Each entry is to be transcribed exactly, with nothing added or dropped.

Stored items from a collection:
Start of Block

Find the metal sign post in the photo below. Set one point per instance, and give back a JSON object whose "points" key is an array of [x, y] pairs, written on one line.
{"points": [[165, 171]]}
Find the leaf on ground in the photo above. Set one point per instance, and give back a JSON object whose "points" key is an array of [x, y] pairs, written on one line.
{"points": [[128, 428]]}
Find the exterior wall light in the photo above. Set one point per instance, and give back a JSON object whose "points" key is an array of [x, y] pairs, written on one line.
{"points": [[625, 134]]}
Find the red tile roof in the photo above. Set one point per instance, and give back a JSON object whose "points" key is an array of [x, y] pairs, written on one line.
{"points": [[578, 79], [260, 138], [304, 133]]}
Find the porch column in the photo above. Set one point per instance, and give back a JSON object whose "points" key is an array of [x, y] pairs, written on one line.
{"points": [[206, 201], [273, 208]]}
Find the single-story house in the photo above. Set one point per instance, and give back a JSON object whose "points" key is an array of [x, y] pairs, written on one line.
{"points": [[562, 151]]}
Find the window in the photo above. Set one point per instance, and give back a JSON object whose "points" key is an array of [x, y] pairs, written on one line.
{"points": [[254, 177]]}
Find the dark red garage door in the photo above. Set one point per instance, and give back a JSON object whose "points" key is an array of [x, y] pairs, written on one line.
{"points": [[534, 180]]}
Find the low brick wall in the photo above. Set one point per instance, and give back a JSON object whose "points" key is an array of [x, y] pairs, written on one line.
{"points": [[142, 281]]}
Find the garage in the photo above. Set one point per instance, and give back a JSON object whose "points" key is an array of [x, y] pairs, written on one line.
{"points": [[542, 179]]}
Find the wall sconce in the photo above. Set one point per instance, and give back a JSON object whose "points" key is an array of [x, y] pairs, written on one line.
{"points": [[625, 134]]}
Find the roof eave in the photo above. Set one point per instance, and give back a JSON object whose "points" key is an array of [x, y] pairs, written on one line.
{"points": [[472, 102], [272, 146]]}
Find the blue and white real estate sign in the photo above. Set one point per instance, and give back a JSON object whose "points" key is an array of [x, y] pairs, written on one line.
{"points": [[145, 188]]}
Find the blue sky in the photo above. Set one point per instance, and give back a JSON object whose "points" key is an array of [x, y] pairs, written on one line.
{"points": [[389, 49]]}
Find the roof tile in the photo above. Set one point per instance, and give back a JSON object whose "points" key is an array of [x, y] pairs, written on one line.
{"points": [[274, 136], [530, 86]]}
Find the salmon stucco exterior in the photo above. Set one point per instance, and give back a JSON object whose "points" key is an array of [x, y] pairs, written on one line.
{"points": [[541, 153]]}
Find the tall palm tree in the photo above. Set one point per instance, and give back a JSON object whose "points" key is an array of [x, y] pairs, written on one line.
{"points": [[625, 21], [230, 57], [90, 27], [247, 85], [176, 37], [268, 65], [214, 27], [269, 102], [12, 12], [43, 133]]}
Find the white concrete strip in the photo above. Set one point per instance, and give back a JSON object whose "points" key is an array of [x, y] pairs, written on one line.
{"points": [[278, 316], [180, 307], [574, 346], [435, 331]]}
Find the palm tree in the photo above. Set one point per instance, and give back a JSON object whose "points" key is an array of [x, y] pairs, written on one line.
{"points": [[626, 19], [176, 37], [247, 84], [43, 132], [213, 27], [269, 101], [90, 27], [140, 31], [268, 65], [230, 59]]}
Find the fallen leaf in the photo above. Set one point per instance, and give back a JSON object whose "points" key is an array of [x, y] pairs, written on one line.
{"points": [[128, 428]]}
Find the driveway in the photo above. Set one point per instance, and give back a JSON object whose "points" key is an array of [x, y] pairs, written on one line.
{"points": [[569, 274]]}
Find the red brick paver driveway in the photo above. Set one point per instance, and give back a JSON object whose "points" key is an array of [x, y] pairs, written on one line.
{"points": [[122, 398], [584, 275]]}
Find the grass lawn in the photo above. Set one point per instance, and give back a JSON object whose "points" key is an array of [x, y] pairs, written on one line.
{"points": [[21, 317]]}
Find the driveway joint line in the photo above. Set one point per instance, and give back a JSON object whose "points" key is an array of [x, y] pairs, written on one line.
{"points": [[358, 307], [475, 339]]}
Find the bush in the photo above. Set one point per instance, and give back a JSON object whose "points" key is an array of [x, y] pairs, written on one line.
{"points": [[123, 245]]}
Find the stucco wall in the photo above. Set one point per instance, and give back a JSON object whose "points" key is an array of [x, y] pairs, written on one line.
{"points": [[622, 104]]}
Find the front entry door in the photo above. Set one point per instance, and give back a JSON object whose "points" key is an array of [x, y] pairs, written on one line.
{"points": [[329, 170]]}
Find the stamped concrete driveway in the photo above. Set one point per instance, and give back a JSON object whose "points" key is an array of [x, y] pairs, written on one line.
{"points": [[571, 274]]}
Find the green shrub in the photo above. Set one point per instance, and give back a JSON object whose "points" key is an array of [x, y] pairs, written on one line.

End of Block

• _Result_:
Find the metal sign post in the photo below. Set one point per instance, and give back a JSON object whose "points" key is an array of [x, y] pairs, written on one line.
{"points": [[165, 171]]}
Find the leaf on ground in the photo above. Set one point per instance, and give back a JSON object whose "points" key is an array of [x, y] pairs, written on one line.
{"points": [[128, 428]]}
Find the exterior wall light in the photo above. Set one point per instance, and give back a JSON object whose "points" key is an array of [x, y] pairs, written on one line.
{"points": [[625, 134]]}
Find the red tile roof in the photo above. Set one point per instance, and give back a JSON object whose "points" key is an array of [x, y] pairs, written on one line.
{"points": [[578, 79], [260, 138], [304, 133]]}
Find the porch column in the photo above. Set one point per instance, and give back a JSON object whose "points" key is an array of [x, y] pairs, written on one line.
{"points": [[206, 201], [273, 208]]}
Find the single-story house in the photo above. Set one point per instance, and give back a JSON object whose "points" key is an array of [x, y] pairs, written on one line.
{"points": [[562, 151]]}
Find the window in the photo above. Set one point per instance, and give back a JSON object whose "points" key is an array of [x, y] pairs, written on one line.
{"points": [[254, 177]]}
Find the dark red garage door in the photo above. Set one point per instance, and give back a JSON object whose "points" key is an array of [x, y] pairs, written on one line.
{"points": [[534, 180]]}
Find the low brick wall in the photo above. Set one point per instance, and give back a JSON object whose "points" key is an array of [x, y] pairs, written on one line.
{"points": [[142, 281]]}
Find the garage in the photo above. Set one point per instance, and give back a JSON object whose "points" key is an array of [x, y] pairs, written on one line.
{"points": [[542, 179]]}
Find the wall sconce in the photo above. Set one point per instance, and give back a JSON object whose "points" key is an array of [x, y] pairs, written on one line.
{"points": [[625, 134]]}
Find the roof eave in the photo above. Set one point per instance, and give back a JSON object whose "points" key is an array of [x, y] pairs, written on one line.
{"points": [[472, 102], [272, 146]]}
Find the blue and white real estate sign in the photo above. Set one point per instance, and give back a JSON object whose "points" key is an array of [x, y] pairs, written on one line.
{"points": [[145, 188]]}
Find the blue sky in the photo above. Set one point per instance, and give back a JSON object whose "points" key is an array of [x, y] pairs, written on one line.
{"points": [[389, 49]]}
Find the roof tile in the photo above. Set one point per instance, and give back a JSON object whose "points" key is an array of [x, y] pairs, written on one line.
{"points": [[274, 136], [530, 86]]}
Find the salmon stucco exterior in the photo above. Set one point per instance, and give back a JSON object whose "points" key is an array of [x, y] pairs, written on one line.
{"points": [[541, 153]]}
Find the tall palm tree in the photo above. Set one point per instance, and give back a JSON object whose "points" key is an array of [x, y] pairs, written on one line.
{"points": [[625, 21], [230, 57], [90, 27], [247, 85], [176, 37], [268, 65], [214, 27], [269, 102], [12, 12], [43, 133]]}
Find the white concrete strip in the photo above. Set one point per instance, and give back a JSON object whose "points" key is an array of [x, y] pairs, written on one line.
{"points": [[278, 316], [180, 307], [574, 346], [435, 331]]}
Find the palm tree in the photo above. Set one point per instance, and give back a JSON object whose "points" key is an array of [x, y] pairs, written on one line.
{"points": [[626, 19], [176, 37], [247, 84], [43, 132], [213, 27], [269, 101], [90, 27], [140, 31], [268, 65], [230, 59]]}
Find the fallen leaf in the photo above. Set one point per instance, and give back a JSON object whose "points" key is an array of [x, y] pairs, written on one line.
{"points": [[128, 428]]}
Find the driveway in the photo above. Set one point per instance, and give back a JSON object whose "points" key is an array of [x, y] pairs, written on one line.
{"points": [[569, 274]]}
Find the red brick paver driveway in the photo above. Set one point per instance, and give back a JSON object whose "points" key is an array of [x, y] pairs, written on one line.
{"points": [[122, 398], [584, 275]]}
Find the grass lawn in the photo above. Set one point per instance, and give back a JSON object whose "points" key is an array of [x, y] pairs, written on one line.
{"points": [[21, 317]]}
Find the driveway joint line in the photo above. Set one point per instance, and give back a JSON object whose "points" key is an array of [x, y] pairs, written on one line.
{"points": [[358, 307], [475, 339]]}
Find the bush in the photo above. Set one point per instance, and give back a JSON object whose "points" key is an array of [x, y] pairs, written on one line.
{"points": [[123, 245]]}
Find the stucco wall in the photo above. Set one point per instance, and give back a JSON object whose "points" key is an array of [x, y] pairs, written on one line.
{"points": [[622, 104]]}
Find the front entry door in the photo above. Set one point per instance, and give back a JSON object whose "points" key is an array of [x, y] pairs, written on one line.
{"points": [[329, 170]]}
Find the stamped concrete driveway in the photo above. Set one point per instance, and give back a JSON object whose "points" key is an array of [x, y] pairs, written on one line.
{"points": [[571, 274]]}
Find the green shrub in the photo above. Set one point per instance, and give back a JSON object whose "points" key is an array of [x, y] pairs, written on one line.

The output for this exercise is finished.